**PROBLEM DETAILS**
Which lines of the entries below contain the string "target"? Copy each one.

**EXTRACTED INFORMATION**
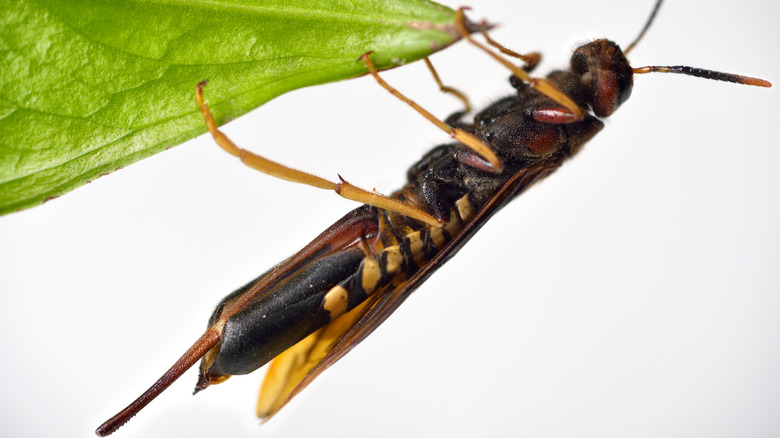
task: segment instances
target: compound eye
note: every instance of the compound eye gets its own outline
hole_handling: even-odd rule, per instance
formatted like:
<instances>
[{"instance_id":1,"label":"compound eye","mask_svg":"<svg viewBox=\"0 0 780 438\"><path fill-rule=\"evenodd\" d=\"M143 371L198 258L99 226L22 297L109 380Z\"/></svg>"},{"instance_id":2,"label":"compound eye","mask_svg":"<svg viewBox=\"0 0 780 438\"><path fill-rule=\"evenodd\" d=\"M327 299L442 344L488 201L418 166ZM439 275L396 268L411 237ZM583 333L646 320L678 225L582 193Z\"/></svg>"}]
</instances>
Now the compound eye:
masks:
<instances>
[{"instance_id":1,"label":"compound eye","mask_svg":"<svg viewBox=\"0 0 780 438\"><path fill-rule=\"evenodd\" d=\"M609 117L622 103L620 100L622 90L617 76L611 71L602 72L595 86L593 113L598 117Z\"/></svg>"}]
</instances>

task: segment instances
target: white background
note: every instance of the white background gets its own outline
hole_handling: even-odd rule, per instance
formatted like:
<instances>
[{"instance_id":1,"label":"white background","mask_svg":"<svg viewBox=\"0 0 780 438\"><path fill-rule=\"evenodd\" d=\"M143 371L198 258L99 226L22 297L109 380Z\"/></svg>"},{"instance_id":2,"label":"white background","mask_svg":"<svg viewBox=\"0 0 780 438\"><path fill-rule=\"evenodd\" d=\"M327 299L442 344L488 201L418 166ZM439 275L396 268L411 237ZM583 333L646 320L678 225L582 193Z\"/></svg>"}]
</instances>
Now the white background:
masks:
<instances>
[{"instance_id":1,"label":"white background","mask_svg":"<svg viewBox=\"0 0 780 438\"><path fill-rule=\"evenodd\" d=\"M475 1L537 74L652 1ZM630 5L630 6L629 6ZM450 6L458 6L451 3ZM631 54L780 81L776 2L669 1ZM433 58L482 107L508 73ZM386 74L446 116L424 65ZM118 437L780 436L780 100L645 75L582 153L499 213L270 423L262 373L185 375ZM300 90L226 127L254 151L389 193L447 141L371 79ZM206 327L214 304L354 205L253 172L202 136L0 218L0 436L88 437Z\"/></svg>"}]
</instances>

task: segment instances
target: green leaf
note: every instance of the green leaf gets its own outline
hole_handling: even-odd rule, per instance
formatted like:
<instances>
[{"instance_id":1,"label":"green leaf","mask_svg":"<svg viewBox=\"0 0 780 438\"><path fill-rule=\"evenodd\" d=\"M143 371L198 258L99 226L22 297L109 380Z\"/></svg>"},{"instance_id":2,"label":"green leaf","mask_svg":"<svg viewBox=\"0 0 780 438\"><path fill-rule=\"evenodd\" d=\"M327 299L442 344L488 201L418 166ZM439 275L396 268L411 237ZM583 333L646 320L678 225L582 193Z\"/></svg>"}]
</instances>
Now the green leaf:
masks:
<instances>
[{"instance_id":1,"label":"green leaf","mask_svg":"<svg viewBox=\"0 0 780 438\"><path fill-rule=\"evenodd\" d=\"M296 88L457 39L427 0L0 0L0 214L29 208Z\"/></svg>"}]
</instances>

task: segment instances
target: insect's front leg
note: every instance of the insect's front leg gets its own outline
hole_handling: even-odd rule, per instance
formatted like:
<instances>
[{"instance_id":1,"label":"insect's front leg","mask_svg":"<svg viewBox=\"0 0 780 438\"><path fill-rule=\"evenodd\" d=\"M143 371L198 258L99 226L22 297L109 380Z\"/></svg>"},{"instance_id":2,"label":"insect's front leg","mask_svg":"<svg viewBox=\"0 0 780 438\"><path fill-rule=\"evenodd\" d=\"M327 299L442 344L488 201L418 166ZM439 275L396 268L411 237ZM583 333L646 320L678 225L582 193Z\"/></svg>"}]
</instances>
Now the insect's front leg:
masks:
<instances>
[{"instance_id":1,"label":"insect's front leg","mask_svg":"<svg viewBox=\"0 0 780 438\"><path fill-rule=\"evenodd\" d=\"M485 144L479 138L475 137L474 134L472 134L471 132L461 129L457 126L453 128L448 123L441 121L436 116L431 114L428 110L426 110L425 108L417 104L417 102L404 96L400 91L396 90L395 88L391 87L390 84L385 82L385 80L382 79L381 76L379 76L379 72L377 72L376 67L374 67L374 63L371 61L371 54L372 52L364 53L363 55L360 56L360 60L362 60L366 64L366 67L368 68L368 72L371 74L371 76L374 77L374 79L376 79L377 83L380 86L382 86L382 88L389 91L390 94L397 97L401 101L406 102L409 106L414 108L415 111L420 113L423 117L425 117L428 121L436 125L439 129L448 133L452 138L463 143L464 146L472 149L474 153L482 157L482 159L486 163L483 170L491 173L501 173L503 171L504 166L501 163L501 160L498 158L495 152L490 148L490 146ZM434 72L434 76L436 76L435 70L431 70L431 71ZM437 81L437 82L441 84L441 81ZM468 105L467 101L466 104Z\"/></svg>"},{"instance_id":2,"label":"insect's front leg","mask_svg":"<svg viewBox=\"0 0 780 438\"><path fill-rule=\"evenodd\" d=\"M488 48L484 44L472 38L471 34L466 28L466 18L465 15L463 14L463 11L465 9L467 8L458 9L457 18L455 19L455 22L458 25L458 31L460 32L461 36L463 36L463 38L465 38L468 42L470 42L471 44L473 44L483 52L490 55L490 57L492 57L496 61L500 62L502 65L508 68L518 79L522 80L523 82L526 82L528 86L530 86L531 88L535 89L539 93L544 94L545 96L557 102L562 108L565 108L569 113L568 116L563 116L562 115L563 112L560 112L561 115L559 115L558 117L570 118L572 121L579 121L585 117L585 111L583 111L583 109L579 105L577 105L577 103L574 102L574 100L572 100L571 97L567 96L566 93L561 91L561 89L557 87L553 82L544 78L532 78L528 74L528 72L541 59L541 55L537 53L531 53L529 55L520 55L509 49L506 49L505 47L501 46L497 42L487 37L488 42L491 45L497 47L501 52L509 54L510 56L521 57L521 59L525 59L527 67L520 68L512 64L508 60L504 59L501 55L494 53L492 50L490 50L490 48ZM487 36L487 33L483 31L483 35ZM553 120L555 119L555 117L551 117L551 118ZM557 123L561 123L561 122L557 122ZM565 122L565 123L571 123L571 122Z\"/></svg>"}]
</instances>

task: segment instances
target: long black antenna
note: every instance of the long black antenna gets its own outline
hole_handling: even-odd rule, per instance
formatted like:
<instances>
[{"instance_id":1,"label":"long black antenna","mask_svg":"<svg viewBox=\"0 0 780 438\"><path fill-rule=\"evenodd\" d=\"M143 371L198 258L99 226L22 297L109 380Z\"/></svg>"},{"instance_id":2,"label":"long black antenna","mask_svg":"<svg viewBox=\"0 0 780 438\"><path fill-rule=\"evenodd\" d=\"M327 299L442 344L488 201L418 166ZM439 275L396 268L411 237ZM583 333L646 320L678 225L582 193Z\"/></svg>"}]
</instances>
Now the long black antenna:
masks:
<instances>
[{"instance_id":1,"label":"long black antenna","mask_svg":"<svg viewBox=\"0 0 780 438\"><path fill-rule=\"evenodd\" d=\"M655 2L655 7L653 8L653 12L650 13L650 18L647 19L647 22L645 23L645 27L642 28L641 32L639 32L639 36L637 36L636 39L631 44L628 45L626 50L623 51L624 54L628 54L628 52L630 52L631 49L633 49L634 46L637 45L637 43L642 39L642 37L645 36L647 29L650 28L650 25L653 23L653 20L655 20L655 16L658 13L658 9L661 7L661 3L663 3L663 0L658 0L657 2ZM734 73L724 73L716 70L708 70L706 68L689 67L686 65L673 65L673 66L653 65L647 67L633 68L632 70L635 74L678 73L678 74L683 74L688 76L695 76L697 78L713 79L716 81L732 82L735 84L742 84L742 85L753 85L756 87L769 88L772 86L771 82L760 78L742 76Z\"/></svg>"},{"instance_id":2,"label":"long black antenna","mask_svg":"<svg viewBox=\"0 0 780 438\"><path fill-rule=\"evenodd\" d=\"M688 67L686 65L659 66L652 65L648 67L639 67L633 69L634 73L679 73L697 78L712 79L715 81L733 82L735 84L753 85L756 87L770 88L772 83L761 78L752 78L734 73L724 73L722 71L707 70L706 68Z\"/></svg>"},{"instance_id":3,"label":"long black antenna","mask_svg":"<svg viewBox=\"0 0 780 438\"><path fill-rule=\"evenodd\" d=\"M639 36L634 39L634 41L626 47L625 50L623 50L623 54L627 55L628 52L631 51L631 49L634 48L634 46L637 45L639 40L642 39L643 36L645 36L645 33L647 32L647 29L650 28L650 25L653 24L653 20L655 20L655 14L658 13L658 9L661 7L661 3L663 3L664 0L658 0L655 2L655 7L653 8L653 12L650 13L650 18L647 19L647 22L645 23L645 27L642 28L642 31L639 32Z\"/></svg>"}]
</instances>

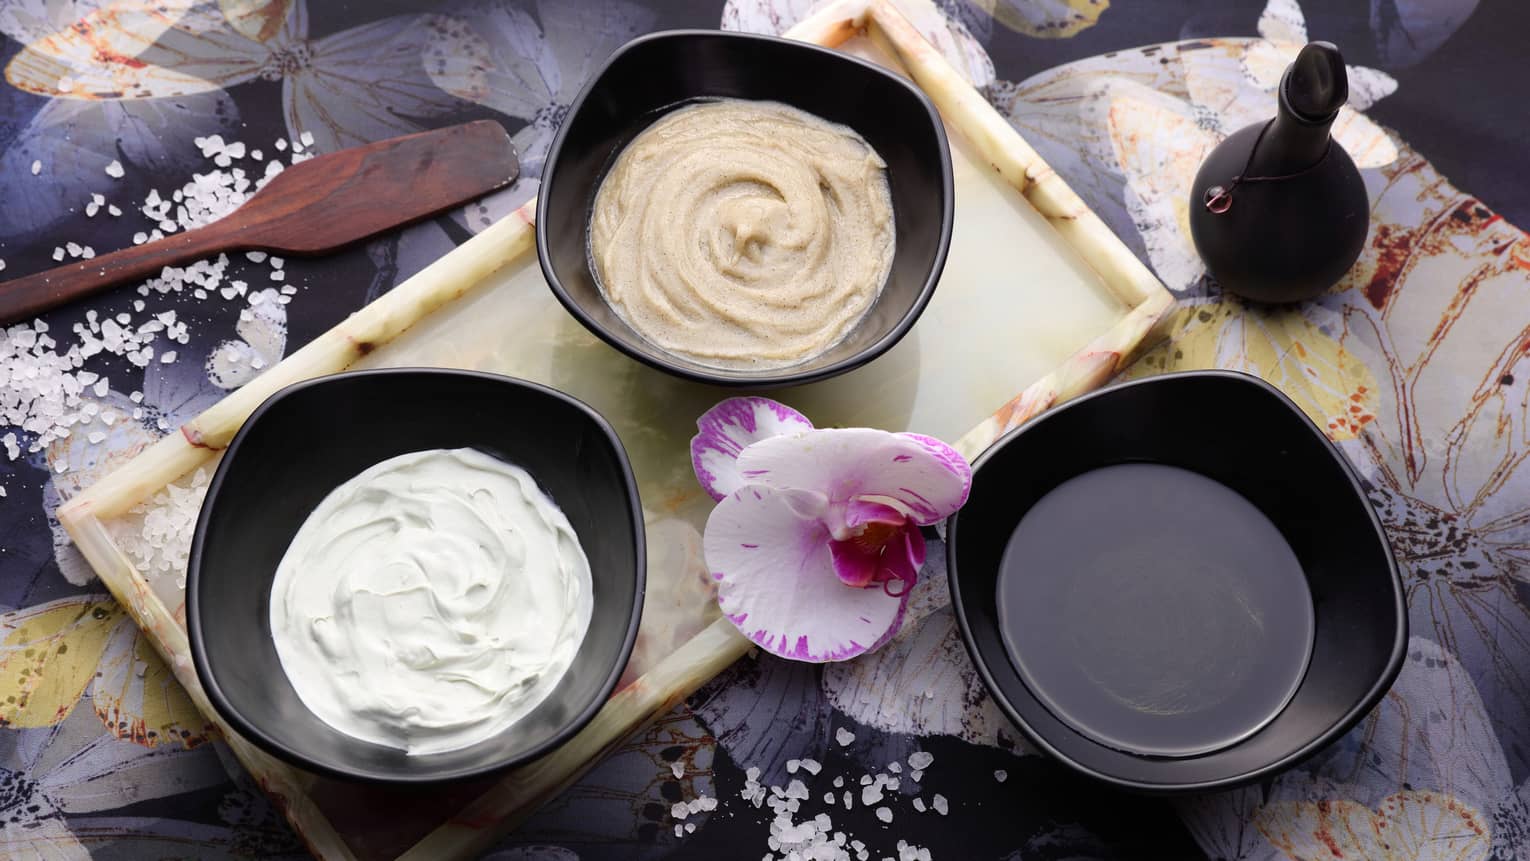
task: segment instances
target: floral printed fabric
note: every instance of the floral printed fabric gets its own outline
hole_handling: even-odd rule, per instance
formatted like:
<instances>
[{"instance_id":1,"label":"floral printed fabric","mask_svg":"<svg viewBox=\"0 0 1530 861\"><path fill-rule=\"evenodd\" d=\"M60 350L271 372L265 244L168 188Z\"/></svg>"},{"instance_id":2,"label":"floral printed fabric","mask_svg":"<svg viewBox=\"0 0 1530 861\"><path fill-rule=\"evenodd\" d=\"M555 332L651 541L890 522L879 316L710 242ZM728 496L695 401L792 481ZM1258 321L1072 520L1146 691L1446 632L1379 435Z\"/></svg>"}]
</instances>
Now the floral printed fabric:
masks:
<instances>
[{"instance_id":1,"label":"floral printed fabric","mask_svg":"<svg viewBox=\"0 0 1530 861\"><path fill-rule=\"evenodd\" d=\"M1180 297L1171 340L1128 375L1252 371L1355 463L1407 584L1402 674L1353 732L1273 781L1173 806L1123 799L1033 755L988 700L932 542L884 648L827 667L741 662L491 857L758 857L767 817L736 802L745 767L784 784L790 759L858 775L926 750L936 765L922 791L947 796L948 817L900 814L878 831L855 810L836 822L891 835L883 854L902 837L947 858L1530 859L1530 244L1516 226L1530 223L1516 146L1530 120L1504 107L1518 86L1506 58L1530 13L1476 0L896 2ZM196 137L270 147L307 133L327 151L493 116L526 170L464 211L289 263L313 288L290 304L274 289L261 303L150 297L148 313L195 320L180 360L90 366L111 380L101 403L139 417L0 458L0 855L301 855L52 510L162 421L247 381L255 360L274 364L534 194L569 101L626 39L672 26L780 32L812 5L0 4L0 277L52 265L66 239L130 244L130 202L206 169ZM1330 294L1257 310L1205 278L1185 230L1189 183L1218 140L1268 114L1308 38L1338 42L1351 64L1337 134L1364 169L1371 233ZM112 161L126 177L104 172ZM87 217L92 194L125 214ZM138 298L117 291L46 320L67 333L87 307L133 312ZM1206 433L1227 432L1208 415ZM855 743L841 747L839 729ZM725 804L677 836L671 806L699 794Z\"/></svg>"}]
</instances>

**TASK RESPONSE**
target: compound eye
target: white background
target: green leaf
target: insect's front leg
target: long black antenna
target: floral printed fabric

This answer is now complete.